DIRECTIONS FOR THIS TASK: Return each line of the data below that contains the word "positive".

DATASET RECORDS Start Marker

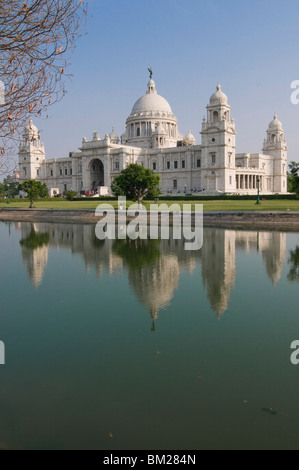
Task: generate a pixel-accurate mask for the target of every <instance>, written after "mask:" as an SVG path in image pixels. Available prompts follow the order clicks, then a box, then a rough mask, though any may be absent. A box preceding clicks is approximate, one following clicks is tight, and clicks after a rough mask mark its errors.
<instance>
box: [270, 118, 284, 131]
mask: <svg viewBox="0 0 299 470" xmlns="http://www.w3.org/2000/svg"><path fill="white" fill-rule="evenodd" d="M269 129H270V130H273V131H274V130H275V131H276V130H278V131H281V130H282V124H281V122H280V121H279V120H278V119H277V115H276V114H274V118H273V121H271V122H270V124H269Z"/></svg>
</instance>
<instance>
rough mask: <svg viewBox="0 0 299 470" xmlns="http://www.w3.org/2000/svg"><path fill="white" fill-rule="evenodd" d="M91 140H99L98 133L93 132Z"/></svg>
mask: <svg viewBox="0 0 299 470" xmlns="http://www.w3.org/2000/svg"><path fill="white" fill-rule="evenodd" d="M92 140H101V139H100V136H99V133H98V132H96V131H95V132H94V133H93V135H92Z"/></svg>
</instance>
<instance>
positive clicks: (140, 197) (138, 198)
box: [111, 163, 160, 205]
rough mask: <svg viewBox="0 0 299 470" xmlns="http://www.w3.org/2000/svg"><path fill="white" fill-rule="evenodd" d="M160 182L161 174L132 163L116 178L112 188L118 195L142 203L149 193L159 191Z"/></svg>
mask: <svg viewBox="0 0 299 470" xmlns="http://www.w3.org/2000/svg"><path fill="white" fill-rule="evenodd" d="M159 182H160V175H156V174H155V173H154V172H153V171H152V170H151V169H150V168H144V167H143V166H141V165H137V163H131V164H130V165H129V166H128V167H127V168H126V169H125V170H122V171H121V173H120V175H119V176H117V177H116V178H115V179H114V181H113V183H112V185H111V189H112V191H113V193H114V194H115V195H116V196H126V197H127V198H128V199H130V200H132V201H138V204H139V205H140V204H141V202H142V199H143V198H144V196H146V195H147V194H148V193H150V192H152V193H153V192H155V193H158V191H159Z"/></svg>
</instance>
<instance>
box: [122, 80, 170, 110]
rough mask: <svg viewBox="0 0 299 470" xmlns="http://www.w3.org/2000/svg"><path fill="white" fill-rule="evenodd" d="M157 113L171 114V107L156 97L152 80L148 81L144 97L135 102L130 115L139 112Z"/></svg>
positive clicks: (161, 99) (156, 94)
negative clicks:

DATASET RECORDS End Marker
DATASET RECORDS Start Marker

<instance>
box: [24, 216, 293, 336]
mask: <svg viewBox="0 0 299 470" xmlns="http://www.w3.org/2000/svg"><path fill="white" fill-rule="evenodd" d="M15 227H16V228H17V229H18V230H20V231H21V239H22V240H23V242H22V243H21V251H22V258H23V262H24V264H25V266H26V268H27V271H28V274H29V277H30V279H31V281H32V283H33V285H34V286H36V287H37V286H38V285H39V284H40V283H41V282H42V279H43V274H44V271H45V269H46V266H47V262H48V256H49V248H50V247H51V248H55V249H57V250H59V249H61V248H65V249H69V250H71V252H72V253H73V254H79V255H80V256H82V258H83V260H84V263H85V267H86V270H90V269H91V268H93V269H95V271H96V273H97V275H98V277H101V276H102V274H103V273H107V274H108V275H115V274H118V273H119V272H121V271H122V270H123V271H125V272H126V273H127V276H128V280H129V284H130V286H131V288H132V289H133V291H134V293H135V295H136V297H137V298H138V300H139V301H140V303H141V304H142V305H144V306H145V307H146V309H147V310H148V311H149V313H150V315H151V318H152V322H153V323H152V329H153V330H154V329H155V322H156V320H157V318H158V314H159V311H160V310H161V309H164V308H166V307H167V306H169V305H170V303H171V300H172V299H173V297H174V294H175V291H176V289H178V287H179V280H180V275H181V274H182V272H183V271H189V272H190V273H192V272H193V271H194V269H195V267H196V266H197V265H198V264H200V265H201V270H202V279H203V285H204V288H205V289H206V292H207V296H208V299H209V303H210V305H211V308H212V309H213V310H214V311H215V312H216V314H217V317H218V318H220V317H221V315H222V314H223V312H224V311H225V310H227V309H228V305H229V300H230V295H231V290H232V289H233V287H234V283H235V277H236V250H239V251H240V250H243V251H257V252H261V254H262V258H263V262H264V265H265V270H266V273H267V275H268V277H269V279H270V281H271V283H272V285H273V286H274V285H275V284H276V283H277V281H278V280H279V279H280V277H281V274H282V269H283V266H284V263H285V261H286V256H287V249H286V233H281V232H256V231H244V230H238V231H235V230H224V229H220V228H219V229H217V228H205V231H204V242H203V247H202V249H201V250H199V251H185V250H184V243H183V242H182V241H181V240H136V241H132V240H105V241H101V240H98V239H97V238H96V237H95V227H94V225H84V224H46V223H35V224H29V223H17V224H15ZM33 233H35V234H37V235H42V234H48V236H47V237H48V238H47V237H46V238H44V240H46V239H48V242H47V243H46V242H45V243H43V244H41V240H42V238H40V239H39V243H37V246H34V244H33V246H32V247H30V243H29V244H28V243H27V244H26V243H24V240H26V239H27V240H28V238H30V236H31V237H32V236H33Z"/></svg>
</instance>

DATASET RECORDS End Marker

COMPLETED EXERCISE:
positive clicks: (140, 197) (138, 198)
positive clicks: (161, 99) (156, 94)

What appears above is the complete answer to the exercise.